* BEGIN *

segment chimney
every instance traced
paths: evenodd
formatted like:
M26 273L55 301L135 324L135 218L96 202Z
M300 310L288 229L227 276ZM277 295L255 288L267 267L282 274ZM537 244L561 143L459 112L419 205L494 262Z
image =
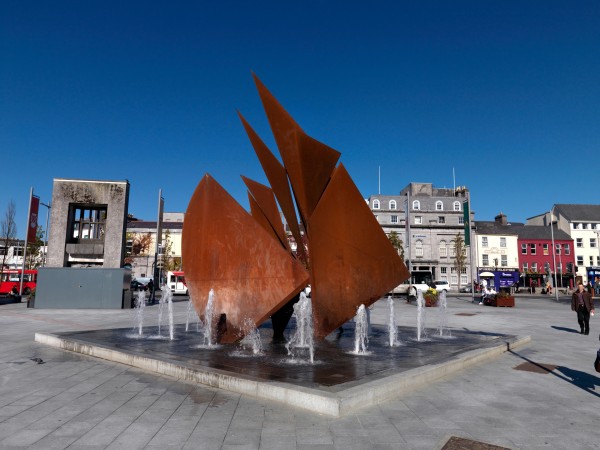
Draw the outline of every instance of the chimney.
M494 220L499 225L506 225L508 223L508 221L506 220L506 216L502 213L500 213L496 217L494 217Z

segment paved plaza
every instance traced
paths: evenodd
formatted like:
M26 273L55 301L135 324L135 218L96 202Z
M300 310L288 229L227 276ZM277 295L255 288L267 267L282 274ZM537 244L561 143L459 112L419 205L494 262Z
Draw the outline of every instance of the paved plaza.
M448 299L451 328L530 335L531 343L342 418L33 340L36 332L131 326L130 310L0 305L0 449L439 449L451 436L509 448L600 448L600 318L583 336L566 296L557 303L525 294L516 308L493 308L467 295ZM186 302L174 309L185 323ZM416 310L397 300L398 325L414 326ZM379 301L371 321L385 324L387 315Z

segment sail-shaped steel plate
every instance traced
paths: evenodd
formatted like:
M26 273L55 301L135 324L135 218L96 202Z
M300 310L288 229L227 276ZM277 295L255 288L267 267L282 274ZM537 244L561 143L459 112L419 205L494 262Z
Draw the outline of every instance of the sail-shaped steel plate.
M260 325L309 282L302 265L208 174L186 211L182 259L201 317L214 290L222 343L241 339L245 319Z

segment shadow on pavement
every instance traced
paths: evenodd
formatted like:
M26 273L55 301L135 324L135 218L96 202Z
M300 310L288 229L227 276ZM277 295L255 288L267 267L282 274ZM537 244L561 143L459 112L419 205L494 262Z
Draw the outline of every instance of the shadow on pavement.
M575 328L557 327L556 325L551 325L551 327L558 331L566 331L567 333L579 334L579 331L577 331Z
M595 375L590 375L589 373L581 372L580 370L569 369L568 367L564 366L557 366L556 371L561 372L557 373L553 370L548 370L548 368L536 363L535 361L530 360L529 358L526 358L523 355L518 354L514 350L509 350L509 353L512 353L513 355L533 364L534 366L537 366L545 372L548 372L554 375L555 377L560 378L561 380L564 380L567 383L570 383L573 386L577 386L579 389L583 389L585 392L600 398L600 394L598 392L594 392L596 390L596 386L600 387L600 378L598 378ZM590 356L590 368L594 368L592 356Z

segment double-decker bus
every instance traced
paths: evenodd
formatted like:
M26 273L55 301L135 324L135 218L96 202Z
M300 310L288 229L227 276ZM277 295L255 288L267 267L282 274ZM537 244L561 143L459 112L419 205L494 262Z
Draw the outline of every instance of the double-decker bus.
M167 272L167 286L169 286L173 294L188 295L183 272Z
M0 277L0 295L19 295L21 286L21 269L3 269ZM37 270L26 270L23 277L22 295L29 295L37 283Z

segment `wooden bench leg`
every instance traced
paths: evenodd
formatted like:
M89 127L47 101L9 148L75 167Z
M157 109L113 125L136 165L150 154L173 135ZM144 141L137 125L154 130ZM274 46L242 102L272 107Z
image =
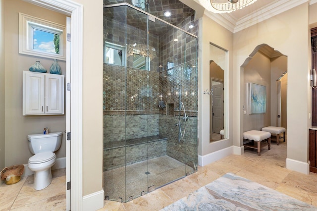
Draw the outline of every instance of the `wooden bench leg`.
M258 142L258 155L261 155L261 141Z

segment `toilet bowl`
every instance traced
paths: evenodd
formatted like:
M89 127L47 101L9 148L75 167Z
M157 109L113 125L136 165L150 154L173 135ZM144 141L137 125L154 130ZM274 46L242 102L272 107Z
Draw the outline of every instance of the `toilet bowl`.
M62 134L59 132L28 136L29 148L34 154L29 158L28 167L34 171L33 187L35 190L43 189L52 182L51 167L56 162L56 155L53 152L60 147Z
M28 166L34 171L35 190L42 190L50 185L52 180L51 167L55 161L56 155L52 152L38 153L29 158Z

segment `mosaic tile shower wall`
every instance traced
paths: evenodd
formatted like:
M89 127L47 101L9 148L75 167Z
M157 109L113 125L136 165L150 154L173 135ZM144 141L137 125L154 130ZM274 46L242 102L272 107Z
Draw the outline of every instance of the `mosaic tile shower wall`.
M197 34L192 13L179 26L186 30L194 23L191 33ZM147 15L125 6L106 8L104 14L105 43L121 47L122 52L131 43L148 43L156 56L146 70L133 67L132 55L126 59L122 56L119 64L104 64L104 170L165 155L195 168L197 39L159 21L148 21ZM149 24L148 41L144 23ZM166 32L158 34L163 30ZM189 119L186 136L179 142L175 125L179 114L184 115L180 90ZM166 106L163 108L159 109L160 101Z

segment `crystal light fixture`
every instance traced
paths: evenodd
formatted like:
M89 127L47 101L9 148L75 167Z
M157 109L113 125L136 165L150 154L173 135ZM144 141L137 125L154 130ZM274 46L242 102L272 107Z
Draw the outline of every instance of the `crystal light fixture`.
M147 45L135 43L129 44L127 46L127 54L128 56L137 54L143 56L148 56L151 58L157 55L157 52L154 47L148 46Z
M257 0L228 0L221 3L219 0L199 0L200 4L207 10L215 13L231 12L256 2Z

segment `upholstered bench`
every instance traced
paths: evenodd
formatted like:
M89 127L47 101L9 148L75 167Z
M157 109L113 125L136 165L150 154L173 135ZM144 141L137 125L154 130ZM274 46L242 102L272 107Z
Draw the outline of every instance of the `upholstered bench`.
M243 132L243 146L252 149L258 150L258 155L261 155L261 148L266 145L268 149L271 147L271 134L268 132L261 131L260 130L249 130ZM246 140L245 143L244 140ZM266 141L267 141L266 143ZM257 144L256 144L256 142ZM262 145L261 146L261 145Z
M280 137L281 134L284 133L283 140L284 142L285 141L285 131L286 130L284 127L270 126L269 127L264 127L261 130L262 131L268 132L271 133L271 136L276 136L277 145L279 145L279 140L281 138Z
M223 139L223 135L224 135L224 130L222 129L220 131L220 134L221 135L221 139Z

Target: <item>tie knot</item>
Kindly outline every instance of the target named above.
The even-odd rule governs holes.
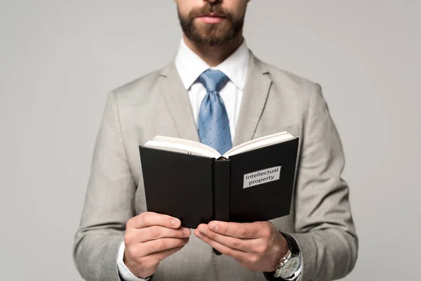
[[[227,75],[219,70],[208,70],[199,77],[199,81],[208,91],[219,92],[228,80]]]

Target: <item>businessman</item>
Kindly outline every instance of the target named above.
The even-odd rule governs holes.
[[[183,36],[174,60],[108,95],[75,236],[81,275],[106,281],[345,276],[358,239],[341,178],[342,148],[320,86],[248,49],[248,1],[175,3]],[[190,230],[178,218],[147,211],[139,145],[163,135],[223,153],[283,131],[300,137],[289,216]]]

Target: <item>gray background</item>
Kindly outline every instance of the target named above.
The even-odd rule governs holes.
[[[320,83],[360,237],[347,280],[418,279],[421,4],[254,0],[248,46]],[[80,280],[72,260],[108,91],[161,67],[172,1],[0,1],[1,280]]]

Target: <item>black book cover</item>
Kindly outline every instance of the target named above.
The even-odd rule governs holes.
[[[298,138],[228,159],[139,150],[147,210],[178,218],[184,227],[289,214]]]

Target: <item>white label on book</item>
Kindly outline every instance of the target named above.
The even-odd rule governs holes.
[[[245,174],[243,188],[279,180],[281,176],[281,166],[276,166]]]

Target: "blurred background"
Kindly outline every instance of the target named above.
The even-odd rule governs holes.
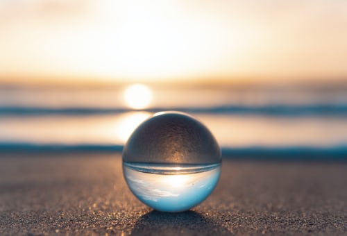
[[[347,2],[0,0],[0,149],[121,151],[154,112],[225,155],[347,156]]]

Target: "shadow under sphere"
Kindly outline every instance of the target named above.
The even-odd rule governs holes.
[[[137,220],[133,235],[230,235],[230,233],[214,220],[193,210],[178,213],[153,210]]]

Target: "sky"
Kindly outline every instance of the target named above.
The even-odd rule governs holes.
[[[0,83],[344,81],[344,0],[0,0]]]

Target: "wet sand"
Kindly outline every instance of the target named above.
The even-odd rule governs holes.
[[[192,210],[153,211],[119,153],[0,153],[0,235],[346,235],[347,162],[224,159]]]

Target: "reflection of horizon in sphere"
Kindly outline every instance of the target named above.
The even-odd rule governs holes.
[[[162,112],[140,124],[123,151],[123,160],[132,162],[212,164],[221,152],[211,132],[192,116]]]
[[[181,212],[199,204],[213,191],[221,173],[221,152],[212,134],[183,112],[159,112],[144,121],[122,156],[131,192],[160,211]]]

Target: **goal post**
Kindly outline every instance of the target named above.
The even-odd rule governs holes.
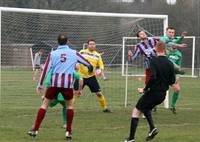
[[[133,48],[135,45],[140,42],[137,37],[123,37],[122,38],[122,76],[127,78],[129,77],[135,77],[135,78],[141,78],[145,76],[144,73],[144,58],[133,61],[135,65],[132,65],[132,63],[129,63],[127,59],[127,51],[132,46]],[[182,56],[183,56],[183,65],[182,68],[186,71],[185,75],[182,75],[182,77],[197,77],[195,75],[195,36],[186,36],[184,38],[184,43],[187,44],[188,47],[181,49]],[[127,49],[128,48],[128,49]],[[140,57],[142,58],[142,57]],[[139,80],[140,82],[140,80]],[[137,83],[133,83],[133,85],[137,86]],[[125,87],[125,106],[127,105],[127,86],[128,82],[126,82]],[[169,91],[167,91],[165,101],[164,101],[164,107],[169,108]]]

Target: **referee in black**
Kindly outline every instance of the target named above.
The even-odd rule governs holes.
[[[150,80],[145,88],[138,88],[139,93],[143,93],[143,95],[133,109],[130,134],[124,142],[135,142],[135,132],[141,113],[144,113],[150,129],[146,141],[152,140],[158,134],[158,129],[153,123],[151,110],[164,101],[169,85],[175,83],[175,73],[174,65],[165,56],[165,43],[158,42],[156,52],[157,57],[152,57],[150,61]]]

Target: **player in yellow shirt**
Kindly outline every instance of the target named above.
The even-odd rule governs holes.
[[[103,112],[111,112],[110,109],[108,109],[107,107],[106,99],[101,92],[99,83],[95,76],[95,69],[97,66],[101,70],[100,72],[98,72],[98,76],[102,74],[102,71],[104,69],[101,55],[96,51],[96,42],[94,39],[89,39],[87,44],[88,48],[81,50],[80,54],[90,62],[90,64],[94,68],[94,71],[92,73],[88,73],[88,69],[80,64],[79,74],[81,78],[83,78],[83,88],[85,85],[87,85],[90,88],[90,91],[97,95],[99,102],[103,108]]]

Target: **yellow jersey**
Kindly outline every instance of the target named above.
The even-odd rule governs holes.
[[[90,51],[89,49],[83,49],[79,52],[85,59],[93,66],[93,72],[89,73],[88,68],[82,64],[79,65],[79,74],[82,78],[89,78],[95,75],[96,67],[104,69],[104,64],[101,55],[97,51]]]

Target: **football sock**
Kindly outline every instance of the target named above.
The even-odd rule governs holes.
[[[36,120],[35,120],[35,125],[33,127],[33,131],[38,131],[39,130],[40,124],[42,123],[42,120],[44,119],[45,114],[46,114],[46,110],[45,109],[40,108],[38,110],[37,117],[36,117]]]
[[[72,126],[72,121],[73,121],[73,117],[74,117],[74,110],[73,109],[67,109],[67,127],[66,127],[66,131],[68,131],[69,133],[72,132],[71,126]]]
[[[98,98],[99,98],[99,103],[100,103],[101,107],[103,108],[103,110],[107,109],[106,99],[105,99],[104,95],[100,95],[100,96],[98,96]]]
[[[151,115],[151,111],[146,111],[144,112],[144,116],[147,119],[147,122],[149,124],[149,129],[150,131],[153,130],[155,128],[154,124],[153,124],[153,119],[152,119],[152,115]]]
[[[129,139],[132,140],[135,138],[135,132],[137,129],[139,118],[132,118],[131,119],[131,126],[130,126],[130,134]]]
[[[179,92],[174,92],[172,95],[172,102],[171,102],[171,107],[175,108],[176,107],[176,102],[178,100]]]
[[[77,96],[73,96],[73,99],[72,99],[72,104],[74,104],[74,103],[75,103],[75,101],[76,101],[76,98],[77,98]]]
[[[66,124],[66,107],[62,108],[62,117],[63,117],[63,124]]]

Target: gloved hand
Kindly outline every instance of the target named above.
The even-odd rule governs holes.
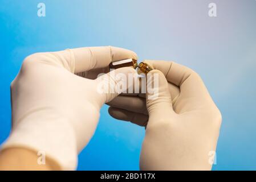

* END *

INSTRUCTIONS TO FOLLOW
Lay out the lines above as a Markdown table with the columns Row and Line, starting from the first line and ending with the line containing "M260 325L309 282L302", both included, with each row numbered and blank lines skipped. Leave out the pictures.

CORRECT ANSWER
| Row | Line |
|---|---|
| 1 | segment chimney |
| 2 | every instance traced |
| 3 | paths: evenodd |
| 4 | formatted like: |
| 5 | M26 273L55 301L135 324L135 218L96 202Z |
| 6 | M300 310L288 229L227 276ZM277 295L255 288L267 267L282 274ZM537 244L561 143L459 112L419 205L494 262Z |
| 7 | image = |
| 8 | Draw the outline of every instance of the chimney. |
| 9 | M494 220L499 225L506 225L508 223L508 221L506 220L506 216L502 213L500 213L496 217L494 217Z |
| 10 | segment paved plaza |
| 11 | every instance traced |
| 12 | paths: evenodd |
| 13 | formatted like: |
| 14 | M26 273L55 301L135 324L135 218L96 202Z |
| 15 | M300 310L288 229L227 276ZM277 295L255 288L267 267L282 274ZM537 244L561 143L459 112L419 205L494 262Z |
| 16 | Draw the outline of every instance of the paved plaza. |
| 17 | M448 299L451 328L530 335L531 343L342 418L33 340L36 332L131 326L130 310L0 305L0 449L439 449L451 436L509 448L600 448L600 318L583 336L566 296L557 303L525 294L516 308L493 308L467 295ZM186 302L174 309L185 323ZM416 310L397 300L398 325L414 326ZM379 301L371 321L385 324L387 315Z |
| 18 | segment sail-shaped steel plate |
| 19 | every instance traced |
| 20 | paths: evenodd |
| 21 | formatted like: |
| 22 | M26 273L55 301L135 324L135 218L96 202Z |
| 23 | M300 310L288 229L227 276ZM277 295L255 288L267 267L282 274ZM537 244L561 143L459 112L419 205L494 262Z |
| 24 | Draw the outline of every instance of the sail-shaped steel plate. |
| 25 | M260 325L309 282L302 265L208 174L186 211L182 259L201 317L214 290L222 343L241 339L245 319Z |